Could you write out all of the rows below again, substituting "mark_point" for every "point_to" and leaving everything else unchanged?

Point annotation dataset records
_ _ _ _ _ _ _
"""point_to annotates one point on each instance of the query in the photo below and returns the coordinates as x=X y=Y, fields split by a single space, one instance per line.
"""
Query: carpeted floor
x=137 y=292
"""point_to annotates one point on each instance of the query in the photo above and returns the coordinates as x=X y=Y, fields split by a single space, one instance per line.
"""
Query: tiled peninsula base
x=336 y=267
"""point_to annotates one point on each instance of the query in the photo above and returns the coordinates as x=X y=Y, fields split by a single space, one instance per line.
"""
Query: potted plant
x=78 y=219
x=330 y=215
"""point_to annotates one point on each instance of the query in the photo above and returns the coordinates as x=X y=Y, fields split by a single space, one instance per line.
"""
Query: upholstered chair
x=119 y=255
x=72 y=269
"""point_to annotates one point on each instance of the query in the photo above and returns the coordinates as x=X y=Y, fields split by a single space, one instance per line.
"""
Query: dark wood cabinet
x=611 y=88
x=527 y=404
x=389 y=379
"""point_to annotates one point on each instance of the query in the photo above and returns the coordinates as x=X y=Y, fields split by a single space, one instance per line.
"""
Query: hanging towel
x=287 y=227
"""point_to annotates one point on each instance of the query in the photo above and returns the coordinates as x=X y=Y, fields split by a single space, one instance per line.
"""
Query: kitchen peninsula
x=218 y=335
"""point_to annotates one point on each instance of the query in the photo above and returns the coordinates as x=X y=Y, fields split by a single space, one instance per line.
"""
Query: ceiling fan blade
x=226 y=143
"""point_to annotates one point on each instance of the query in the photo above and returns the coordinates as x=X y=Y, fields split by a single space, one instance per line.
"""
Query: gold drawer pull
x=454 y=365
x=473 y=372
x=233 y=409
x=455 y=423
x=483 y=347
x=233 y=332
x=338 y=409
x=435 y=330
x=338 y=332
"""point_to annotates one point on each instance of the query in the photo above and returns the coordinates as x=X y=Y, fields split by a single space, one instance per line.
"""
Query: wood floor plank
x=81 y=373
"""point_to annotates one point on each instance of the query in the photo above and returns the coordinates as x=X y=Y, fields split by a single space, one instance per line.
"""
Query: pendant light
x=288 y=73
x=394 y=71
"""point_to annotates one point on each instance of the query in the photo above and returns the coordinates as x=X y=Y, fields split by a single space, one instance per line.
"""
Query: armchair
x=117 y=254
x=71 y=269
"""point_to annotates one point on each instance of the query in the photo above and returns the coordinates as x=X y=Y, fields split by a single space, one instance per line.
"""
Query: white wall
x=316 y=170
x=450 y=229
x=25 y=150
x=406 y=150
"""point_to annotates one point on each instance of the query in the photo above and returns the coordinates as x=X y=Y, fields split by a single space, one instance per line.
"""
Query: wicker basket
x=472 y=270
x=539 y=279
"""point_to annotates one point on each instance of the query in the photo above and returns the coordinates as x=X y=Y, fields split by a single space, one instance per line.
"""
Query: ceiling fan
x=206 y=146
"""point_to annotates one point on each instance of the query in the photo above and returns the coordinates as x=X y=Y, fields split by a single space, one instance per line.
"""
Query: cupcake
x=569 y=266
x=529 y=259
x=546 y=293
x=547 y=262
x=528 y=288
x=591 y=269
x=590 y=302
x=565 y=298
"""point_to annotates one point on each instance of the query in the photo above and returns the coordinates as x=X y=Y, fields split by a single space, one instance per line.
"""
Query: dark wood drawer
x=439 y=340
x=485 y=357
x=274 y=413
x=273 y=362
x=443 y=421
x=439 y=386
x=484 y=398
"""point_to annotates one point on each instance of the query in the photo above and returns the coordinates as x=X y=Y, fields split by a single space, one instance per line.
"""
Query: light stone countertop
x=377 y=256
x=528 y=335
_ _ _ _ _ _ _
### SOLUTION TO THIS EXERCISE
"""mark_point annotates one point on each instance of the query in the photo below and returns the coordinates as x=X y=Y, fields split by a single space, one instance per line.
"""
Query: carpeted floor
x=137 y=292
"""mark_point annotates one point on each instance of the query in the photo above and returns the coordinates as x=X y=Y, fields split by a single space, one instance per line.
"""
Query: tiled peninsula base
x=336 y=267
"""mark_point annotates one point on each instance of the query in the photo above and returns the coordinates as x=X y=Y, fields split by a single space, one instance per line.
"""
Query: potted plant
x=78 y=219
x=330 y=215
"""mark_point annotates one point on each instance of the query in the photo above and returns the coordinates as x=X y=Y, fields split by a single space, one instance per line.
"""
Query: upholstered chair
x=119 y=255
x=72 y=269
"""mark_point annotates one point on each instance of the query in the photo above and returns the coordinates as x=X y=Y, fields split by a single space, one instance per line.
"""
Query: dark wood cabinet
x=611 y=88
x=527 y=404
x=389 y=379
"""mark_point annotates one point on each instance of the query in the photo above and returns the coordinates as x=X y=Y, fields split by a single space, one instance per line.
"""
Query: hanging towel
x=287 y=227
"""mark_point annotates one point on each instance of the query in the photo above and returns the coordinates as x=X y=Y, fields split by a single space, one instance per line.
"""
Query: kitchen peninsula
x=218 y=335
"""mark_point annotates one point on each instance of the query in the photo above and returns the coordinates as x=X y=Y, fields split by a single space, one instance per line.
"""
Query: ceiling fan blade
x=226 y=143
"""mark_point annotates one point on each instance of the query in the photo above and returns the coordinates as x=X y=Y, fields split by a single space, one instance per line.
"""
Query: gold drawer pull
x=454 y=365
x=473 y=372
x=233 y=409
x=455 y=423
x=483 y=347
x=233 y=332
x=338 y=409
x=435 y=330
x=338 y=332
"""mark_point annotates one point on each instance of the query in the photo above and returns the coordinates as x=X y=Y, fields split by a single space, one instance per line.
"""
Query: wood floor plank
x=81 y=373
"""mark_point annotates one point on each instance of the query in the photo above and returns the coordinates as x=X y=Y, fields split by a single space, one instance per line.
"""
Query: pendant light
x=288 y=73
x=394 y=71
"""mark_point annotates one point on each instance of the query in the photo above and returns the coordinates as x=X y=Y, fields split by a single space, one instance per line.
"""
Query: armchair
x=117 y=254
x=71 y=269
"""mark_point annotates one point on each instance of the query in the photo above and returns the coordinates as x=X y=Y, fields split by a single space, one instance per line.
"""
Query: white wall
x=316 y=170
x=450 y=229
x=25 y=150
x=406 y=150
"""mark_point annotates one point on each instance of the query in the photo above and returns the coordinates as x=X y=Y, fields split by a single space, one instance per line.
"""
Query: wicker basket
x=472 y=270
x=539 y=279
"""mark_point annotates one point on each instance of the query in the photo above and returns the coordinates as x=X y=Y, fields split by a single space, one instance per line.
"""
Query: ceiling fan
x=206 y=146
"""mark_point annotates one point on each instance of the query in the photo above and returns the coordinates as x=X y=Y, fields split by a single space, one instance per line.
"""
Query: cupcake
x=569 y=266
x=529 y=259
x=546 y=293
x=547 y=262
x=528 y=288
x=591 y=269
x=590 y=302
x=565 y=298
"""mark_point annotates one point on each instance of the query in the photo above and returns the coordinates as x=X y=Y, fields split by a single space, one instance per line.
"""
Query: dark wood drawer
x=439 y=340
x=485 y=357
x=274 y=413
x=273 y=362
x=443 y=421
x=439 y=386
x=484 y=398
"""mark_point annotates one point on each instance of the query in the photo above and returns the coordinates as x=X y=Y, fields split by a single space, one instance per line.
"""
Query: light stone countertop
x=377 y=256
x=528 y=335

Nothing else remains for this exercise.